### Short exercise
Your task is to print all of the data word for word.
>> start Stored rows
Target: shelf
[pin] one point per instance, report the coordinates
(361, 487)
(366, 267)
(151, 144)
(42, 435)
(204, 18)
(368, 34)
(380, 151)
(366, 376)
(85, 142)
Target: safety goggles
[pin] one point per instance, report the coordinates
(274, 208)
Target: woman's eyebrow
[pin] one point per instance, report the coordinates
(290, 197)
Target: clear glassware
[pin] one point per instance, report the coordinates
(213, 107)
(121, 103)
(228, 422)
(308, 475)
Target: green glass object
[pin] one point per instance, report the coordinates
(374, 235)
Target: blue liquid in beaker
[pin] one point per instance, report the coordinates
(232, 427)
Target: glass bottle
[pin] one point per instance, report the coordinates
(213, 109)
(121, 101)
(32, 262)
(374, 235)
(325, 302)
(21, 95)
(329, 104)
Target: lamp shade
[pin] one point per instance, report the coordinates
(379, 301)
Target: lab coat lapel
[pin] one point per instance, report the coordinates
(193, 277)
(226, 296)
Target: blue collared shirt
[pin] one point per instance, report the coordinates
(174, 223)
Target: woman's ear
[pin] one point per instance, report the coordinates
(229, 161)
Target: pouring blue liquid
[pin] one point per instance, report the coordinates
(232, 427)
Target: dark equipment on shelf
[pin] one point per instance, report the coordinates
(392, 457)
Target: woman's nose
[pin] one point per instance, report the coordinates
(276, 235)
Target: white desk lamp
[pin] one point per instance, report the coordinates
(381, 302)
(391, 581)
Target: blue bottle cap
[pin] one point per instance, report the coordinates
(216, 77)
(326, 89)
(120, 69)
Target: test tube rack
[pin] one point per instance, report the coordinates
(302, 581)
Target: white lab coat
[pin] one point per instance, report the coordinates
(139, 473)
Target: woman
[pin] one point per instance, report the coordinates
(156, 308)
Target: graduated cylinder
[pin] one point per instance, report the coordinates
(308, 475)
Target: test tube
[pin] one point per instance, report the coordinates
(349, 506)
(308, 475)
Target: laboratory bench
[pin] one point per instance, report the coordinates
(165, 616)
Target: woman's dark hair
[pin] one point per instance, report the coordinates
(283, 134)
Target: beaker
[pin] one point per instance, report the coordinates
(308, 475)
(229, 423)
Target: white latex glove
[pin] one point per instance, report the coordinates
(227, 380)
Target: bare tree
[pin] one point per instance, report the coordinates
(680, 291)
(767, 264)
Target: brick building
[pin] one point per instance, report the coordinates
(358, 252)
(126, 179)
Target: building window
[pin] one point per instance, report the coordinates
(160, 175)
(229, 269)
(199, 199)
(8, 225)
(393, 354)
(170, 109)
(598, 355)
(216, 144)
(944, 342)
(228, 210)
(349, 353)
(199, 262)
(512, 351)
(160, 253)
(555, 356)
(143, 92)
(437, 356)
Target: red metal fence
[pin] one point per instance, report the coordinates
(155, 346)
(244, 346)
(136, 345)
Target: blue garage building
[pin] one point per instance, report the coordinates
>> end Stored rows
### Exercise response
Target: shelf
[pin] one point per instance, report the coordinates
(361, 487)
(366, 267)
(151, 144)
(42, 435)
(204, 18)
(368, 34)
(380, 151)
(366, 376)
(85, 142)
Target: safety goggles
[pin] one point per instance, report the coordinates
(274, 208)
Target: woman's eyebrow
[pin] one point per instance, report the coordinates
(290, 197)
Target: clear glassware
[pin] one point per instance, report the coordinates
(213, 107)
(121, 103)
(228, 422)
(308, 475)
Target: green glass object
[pin] one point per instance, report the coordinates
(374, 235)
Target: blue liquid in beaker
[pin] one point per instance, report the coordinates
(232, 427)
Target: glass bottle
[pin] one point per instance, report the coordinates
(213, 109)
(121, 101)
(32, 262)
(374, 235)
(325, 302)
(21, 95)
(329, 104)
Target: lamp shade
[pin] one point per instance, report the coordinates
(379, 301)
Target: lab coat lapel
[pin] one point per instance, report the coordinates
(193, 277)
(226, 296)
Target: blue collared shirt
[pin] one point per instance, report the coordinates
(174, 223)
Target: woman's ear
[pin] one point per instance, report the coordinates
(229, 161)
Target: pouring blue liquid
[pin] one point per instance, report the coordinates
(232, 427)
Target: dark equipment on shelf
[pin] one point per instance, report the coordinates
(392, 457)
Target: woman's nose
[pin] one point per instance, report the coordinates
(276, 235)
Target: white desk lamp
[pin] one point per instance, report the coordinates
(381, 302)
(391, 581)
Target: blue bottle cap
[pin] one point per instance, report the coordinates
(216, 77)
(326, 89)
(120, 69)
Target: test tube rack
[pin] one point per instance, report the coordinates
(302, 581)
Target: white lab coat
[pin] one point per instance, report the coordinates
(139, 473)
Target: woman
[pin] one point per instance, report the coordinates
(156, 308)
Target: graduated cylinder
[pin] one point per instance, report the coordinates
(308, 475)
Target: test tube
[pin] one point per instance, report the coordinates
(349, 506)
(308, 475)
Target: laboratory bench
[pin] one point per instance, report the coordinates
(165, 616)
Target: woman's dark hair
[pin] one point per instance, report the coordinates
(283, 134)
Target: beaker
[pin] one point per instance, report the coordinates
(308, 475)
(229, 423)
Target: white latex glove
[pin] one point per instance, report the coordinates
(227, 380)
Target: bare tree
[pin] one point per instance, report the coordinates
(680, 291)
(767, 264)
Target: brick building
[pin] one point per instance, report the coordinates
(358, 252)
(126, 179)
Target: building window
[pin] one point per instance, report the coordinates
(160, 175)
(229, 269)
(199, 199)
(8, 225)
(393, 354)
(170, 109)
(598, 355)
(216, 144)
(944, 342)
(228, 210)
(349, 353)
(199, 262)
(512, 351)
(160, 253)
(555, 356)
(143, 92)
(437, 356)
Target: red metal fence
[pin] one point per instance, report the coordinates
(155, 346)
(244, 346)
(136, 345)
Target: blue garage building
[pin] one point per instance, report the coordinates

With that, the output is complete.